Set task —
Rewrite the rows below, swapping every "Coordinates" for "Points" and keeping everything else the same.

Supplied material —
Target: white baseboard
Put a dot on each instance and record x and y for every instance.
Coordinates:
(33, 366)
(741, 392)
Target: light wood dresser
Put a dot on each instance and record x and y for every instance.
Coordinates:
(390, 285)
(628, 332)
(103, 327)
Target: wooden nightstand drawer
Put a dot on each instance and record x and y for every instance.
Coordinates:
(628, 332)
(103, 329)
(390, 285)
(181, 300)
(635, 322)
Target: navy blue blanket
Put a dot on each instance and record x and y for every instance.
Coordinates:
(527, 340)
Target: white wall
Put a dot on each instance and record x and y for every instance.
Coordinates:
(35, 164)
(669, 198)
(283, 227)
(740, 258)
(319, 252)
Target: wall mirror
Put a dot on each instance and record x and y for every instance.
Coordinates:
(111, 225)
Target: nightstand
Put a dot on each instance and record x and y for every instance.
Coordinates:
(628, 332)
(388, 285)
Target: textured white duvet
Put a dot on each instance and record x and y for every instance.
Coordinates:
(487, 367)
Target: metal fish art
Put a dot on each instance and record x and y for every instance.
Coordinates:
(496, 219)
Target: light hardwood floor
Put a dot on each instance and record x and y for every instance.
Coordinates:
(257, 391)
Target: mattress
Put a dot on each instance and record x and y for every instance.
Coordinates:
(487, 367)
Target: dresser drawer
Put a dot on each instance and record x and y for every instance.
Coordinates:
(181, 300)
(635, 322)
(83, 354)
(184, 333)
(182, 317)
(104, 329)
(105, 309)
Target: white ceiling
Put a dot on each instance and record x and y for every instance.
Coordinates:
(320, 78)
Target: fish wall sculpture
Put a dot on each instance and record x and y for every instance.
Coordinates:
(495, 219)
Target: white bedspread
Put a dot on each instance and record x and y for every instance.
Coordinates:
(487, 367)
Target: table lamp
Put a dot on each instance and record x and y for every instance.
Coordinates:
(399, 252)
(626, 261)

Response —
Target: white baseboard
Put a dot on each instance and record x and y for every instance.
Points:
(33, 366)
(741, 392)
Target: light wood dresser
Put a dot on each instance and record x and y for every instance.
Points:
(390, 285)
(628, 332)
(103, 327)
Target: wooden nightstand drawer
Put a dot on each instance and record x and y for every instance.
Points:
(628, 332)
(103, 329)
(390, 285)
(181, 300)
(635, 322)
Target: navy blue blanket
Put a dot on each instance and record x and y for every instance.
Points:
(527, 340)
Target: white wall
Put a dot on each instance and record x and y for every instance.
Points:
(35, 164)
(669, 198)
(283, 227)
(740, 258)
(319, 252)
Target: wall mirror
Put a dot on each instance and record x and y for every instance.
Points:
(111, 225)
Target: nightstand
Put a dot on each instance and record x and y for every instance.
Points:
(628, 332)
(388, 285)
Target: textured white duvet
Put a dot on each instance and record x and y for every instance.
Points:
(487, 367)
Target: metal fish art
Put a dot on each instance and record x and y for every instance.
Points:
(496, 219)
Target: light hardwood floor
Put a dot on each instance and record x and y for every instance.
Points:
(257, 391)
Target: mattress
Put a dot on each instance and record x and y for every instance.
Points:
(487, 367)
Target: dresser drawer
Put a dot on each instance and record x and y for every instance.
Points:
(181, 300)
(635, 322)
(83, 354)
(184, 333)
(182, 317)
(104, 329)
(105, 309)
Target: white ceiling
Put a dot on each instance and record x and y for every instance.
Points:
(320, 78)
Target: fish wall sculpture
Put a dot on each instance and record x and y for every instance.
Points:
(495, 219)
Target: white bedspread
Put a dot on each instance and record x and y for every instance.
Points:
(487, 367)
Target: table lamp
Put a dot on each instance and record x and y for every instance.
Points:
(399, 252)
(626, 261)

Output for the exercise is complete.